● WHAT IS REQUIRED:
Copy every one of the following items word for word.

-.-.-

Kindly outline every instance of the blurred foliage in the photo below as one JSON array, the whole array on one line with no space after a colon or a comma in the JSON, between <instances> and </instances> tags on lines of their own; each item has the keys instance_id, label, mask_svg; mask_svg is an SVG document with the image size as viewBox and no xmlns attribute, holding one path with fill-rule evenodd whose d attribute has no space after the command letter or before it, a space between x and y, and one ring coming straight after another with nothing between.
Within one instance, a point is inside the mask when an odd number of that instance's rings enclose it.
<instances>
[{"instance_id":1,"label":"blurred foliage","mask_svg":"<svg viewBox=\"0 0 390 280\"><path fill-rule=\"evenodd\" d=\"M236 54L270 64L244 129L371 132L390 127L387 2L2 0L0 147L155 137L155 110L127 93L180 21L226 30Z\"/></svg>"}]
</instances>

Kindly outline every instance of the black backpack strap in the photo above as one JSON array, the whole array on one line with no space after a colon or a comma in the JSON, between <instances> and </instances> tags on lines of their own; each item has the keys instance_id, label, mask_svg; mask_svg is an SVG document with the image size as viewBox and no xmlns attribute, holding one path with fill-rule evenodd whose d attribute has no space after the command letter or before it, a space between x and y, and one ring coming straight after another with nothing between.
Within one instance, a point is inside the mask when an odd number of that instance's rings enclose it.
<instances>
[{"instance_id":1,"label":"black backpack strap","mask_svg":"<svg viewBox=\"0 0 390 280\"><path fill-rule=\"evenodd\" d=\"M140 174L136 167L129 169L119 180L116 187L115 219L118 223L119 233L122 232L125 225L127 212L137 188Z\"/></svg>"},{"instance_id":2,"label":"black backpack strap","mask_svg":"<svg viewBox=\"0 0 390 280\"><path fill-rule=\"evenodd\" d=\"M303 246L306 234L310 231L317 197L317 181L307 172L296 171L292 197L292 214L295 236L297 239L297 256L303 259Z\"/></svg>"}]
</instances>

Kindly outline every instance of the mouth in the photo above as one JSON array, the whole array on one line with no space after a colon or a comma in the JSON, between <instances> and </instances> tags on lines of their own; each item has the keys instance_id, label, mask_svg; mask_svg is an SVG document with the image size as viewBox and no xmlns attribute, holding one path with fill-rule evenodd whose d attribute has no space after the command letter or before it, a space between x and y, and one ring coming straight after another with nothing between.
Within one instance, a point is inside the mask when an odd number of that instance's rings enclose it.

-.-.-

● THE ANSWER:
Kindly outline every instance of the blurred foliage in the photo below as one JSON array, the whole array on one line with no space after a colon or a comma in the JSON, between <instances> and </instances> tags on lines of their own; each item has the keys instance_id, label, mask_svg; mask_svg is an SVG document with the image size as viewBox and no xmlns attribute, holding one path with fill-rule evenodd whose d attribute has no space after the command letter or before it, a space between x and y, and one ring coming straight after another with nothing between.
Within one instance, a point is inside the mask when an odd number of that instance's rings enclose it.
<instances>
[{"instance_id":1,"label":"blurred foliage","mask_svg":"<svg viewBox=\"0 0 390 280\"><path fill-rule=\"evenodd\" d=\"M236 54L270 64L244 129L371 132L390 127L387 2L2 0L0 147L155 137L155 110L127 93L180 21L226 30Z\"/></svg>"}]
</instances>

Kindly outline every instance of the black backpack strap in the photo above as one JSON array, the whole array on one line with no space after a colon or a comma in the JSON, between <instances> and </instances> tags on lines of their own; each item has the keys instance_id, label, mask_svg; mask_svg is an SVG document with the image size as viewBox and no xmlns attribute, holding one path with fill-rule evenodd whose d attribute has no space after the command letter or before it, a space between x and y, and one ring coming straight after another with nothing between.
Within one instance, a point is inside the mask when an odd number of that instance's rings enclose it.
<instances>
[{"instance_id":1,"label":"black backpack strap","mask_svg":"<svg viewBox=\"0 0 390 280\"><path fill-rule=\"evenodd\" d=\"M140 174L136 167L129 169L119 180L116 187L115 219L118 223L119 233L122 232L125 225L127 212L137 188Z\"/></svg>"},{"instance_id":2,"label":"black backpack strap","mask_svg":"<svg viewBox=\"0 0 390 280\"><path fill-rule=\"evenodd\" d=\"M303 246L306 234L310 231L317 197L317 181L307 172L296 171L292 197L292 214L295 236L297 239L297 256L303 259Z\"/></svg>"}]
</instances>

Kindly outline every instance of the mouth in the photo above as one JSON array, the whole array on one line with no space after a colon or a comma in the JSON, between <instances> and </instances> tags on lines of their own; each item has the keys instance_id, label, mask_svg; mask_svg is an SVG document with the image size as viewBox and no xmlns attribute, holding one path with fill-rule evenodd whose d attribute has no space after the command letter or before it, a space between x and y, and one ring coming straight after another with nothing between.
Within one instance, a point is inside the mask when an odd number of that instance's rings enclose it.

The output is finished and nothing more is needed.